====== Task data ======

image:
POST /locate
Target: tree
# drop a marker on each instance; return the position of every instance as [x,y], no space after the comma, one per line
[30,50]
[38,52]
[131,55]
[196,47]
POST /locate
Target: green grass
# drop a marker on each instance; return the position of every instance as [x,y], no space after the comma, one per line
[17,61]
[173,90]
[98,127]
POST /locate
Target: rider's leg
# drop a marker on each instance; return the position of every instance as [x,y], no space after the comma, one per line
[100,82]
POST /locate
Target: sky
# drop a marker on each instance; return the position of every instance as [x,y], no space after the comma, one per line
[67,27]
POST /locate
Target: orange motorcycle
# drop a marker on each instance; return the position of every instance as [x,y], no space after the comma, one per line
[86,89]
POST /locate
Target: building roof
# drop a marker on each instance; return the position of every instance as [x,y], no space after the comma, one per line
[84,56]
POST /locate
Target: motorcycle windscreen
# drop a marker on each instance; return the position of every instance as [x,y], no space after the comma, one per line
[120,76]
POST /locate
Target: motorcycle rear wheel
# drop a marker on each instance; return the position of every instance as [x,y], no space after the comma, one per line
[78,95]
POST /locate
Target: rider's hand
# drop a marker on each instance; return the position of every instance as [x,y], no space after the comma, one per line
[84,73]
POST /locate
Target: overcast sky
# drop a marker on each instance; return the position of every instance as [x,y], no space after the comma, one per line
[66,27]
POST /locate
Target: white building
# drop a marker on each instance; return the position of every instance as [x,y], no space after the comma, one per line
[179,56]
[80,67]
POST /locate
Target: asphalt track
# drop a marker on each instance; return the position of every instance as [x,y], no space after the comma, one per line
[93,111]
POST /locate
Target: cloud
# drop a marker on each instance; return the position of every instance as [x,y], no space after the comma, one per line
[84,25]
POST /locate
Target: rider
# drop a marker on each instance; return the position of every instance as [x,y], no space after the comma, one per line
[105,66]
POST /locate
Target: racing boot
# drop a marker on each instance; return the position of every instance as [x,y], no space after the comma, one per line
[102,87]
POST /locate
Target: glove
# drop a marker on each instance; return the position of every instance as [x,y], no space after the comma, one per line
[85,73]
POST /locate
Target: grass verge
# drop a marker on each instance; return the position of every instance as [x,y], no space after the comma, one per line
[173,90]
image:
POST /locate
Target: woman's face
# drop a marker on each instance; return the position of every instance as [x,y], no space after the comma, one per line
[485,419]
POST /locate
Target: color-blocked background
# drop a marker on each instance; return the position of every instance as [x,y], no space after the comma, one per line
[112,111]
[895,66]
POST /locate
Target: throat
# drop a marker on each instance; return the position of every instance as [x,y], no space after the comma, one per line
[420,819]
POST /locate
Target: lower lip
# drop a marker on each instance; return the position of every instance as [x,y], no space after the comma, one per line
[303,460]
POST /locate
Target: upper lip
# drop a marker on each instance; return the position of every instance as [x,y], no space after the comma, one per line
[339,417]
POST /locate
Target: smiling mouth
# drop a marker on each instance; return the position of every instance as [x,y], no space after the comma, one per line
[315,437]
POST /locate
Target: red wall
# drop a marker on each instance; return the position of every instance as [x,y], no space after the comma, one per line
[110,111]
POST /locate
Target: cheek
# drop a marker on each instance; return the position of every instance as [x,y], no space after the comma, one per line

======

**What the task requires:** Output every record above exactly as it appears.

**Reply:**
image:
POST /locate
Target: tree
# drop a marker on each instance; return the position of every instance as [x,y], no space after the comma, one per line
[30,50]
[38,52]
[131,55]
[196,47]
POST /locate
Target: green grass
# drop a marker on each instance; return the position of every instance as [x,y], no space after the comma, one per line
[17,61]
[173,90]
[98,127]
POST /locate
Target: rider's leg
# drop a marker on each instance; return the position of every instance as [x,y], no space after the comma, one per line
[100,82]
POST /locate
Target: sky
# drop a marker on each instance; return the position of every instance as [x,y], no space after the comma, one per line
[67,27]
POST /locate
Target: orange motorcycle
# drop a marker on each instance; return the position of every instance as [x,y], no space after the comma, one per line
[86,89]
POST /locate
Target: building roof
# drop a marker on each instance; return the position of every instance as [x,y], no space after the comma, one per line
[84,56]
POST /locate
Target: motorcycle windscreen
# drop a marker on each instance; return the position of every instance as [x,y], no space after the comma, one per line
[120,76]
POST /locate
Target: motorcycle rear wheel
# drop a marker on each instance; return the position of every instance as [x,y], no space after the comma, one per line
[78,95]
POST /locate
Target: rider's hand
# drop a marker on each instance; return the position of every instance as [x,y], no space after the comma, one per line
[84,73]
POST /locate
Target: overcast sky
# drop a marker on each instance; return the position of every instance as [x,y], no space after the comma, one per line
[66,27]
POST /locate
Target: white building
# drop a marker on each instance; return the position of every instance as [x,y], no space after the comma, one per line
[179,56]
[80,67]
POST /locate
Target: asphalt track
# drop a marker on each instance; return the position of every instance as [x,y], no space after the comma, one per line
[93,111]
POST /locate
Target: cloud
# drop a marker on each instance; return the position of every instance as [x,y], no space after the comma, one per line
[84,25]
POST /locate
Target: rider
# drop a marker on each instance; return the position of every instance as [x,y], no space after the comma, one per line
[105,66]
POST /locate
Target: racing boot
# drop a marker on each instance; return the position of every instance as [x,y], no space after the comma, one per line
[102,87]
POST /locate
Target: glove
# drop a marker on each instance; return the position of every instance as [x,y], no space after the comma, one per line
[85,73]
POST /locate
Target: grass verge
# drop a marker on each instance; return the position of every instance as [x,y], no space after the comma, one per line
[173,90]
image:
POST /locate
Target: woman's face
# drop a marker on each instance; return the position of every instance as [x,y], no space after the comma, one per line
[485,419]
POST /locate
Target: color-blocked background
# drop a marker on each instance; return the position of every instance as [x,y], no space after the comma, one per line
[112,111]
[895,66]
POST /locate
Target: throat
# drop a marker on each instance; return the position of every instance as [x,y], no space after the comma, one per line
[420,819]
POST /locate
Target: lower lip
# drop a marker on each instance; return the position of every instance as [x,y], no space after the comma, one per line
[303,460]
POST /locate
Target: upper lip
# drop a marker on each instance; return the position of every instance as [x,y], no space after the comma, one per line
[339,417]
POST /locate
Target: smiling mouth
# drop a marker on each instance; return the position of every instance as [x,y], no space after the comma, one per line
[315,437]
POST /locate
Target: red wall
# drop a marker on each instance; return the position of every instance as [x,y], no space after the comma, one per line
[110,111]
POST /locate
Target: cheek
# drop a marker on each instance; return the position of every instance as [x,y], no space after the comma, one per line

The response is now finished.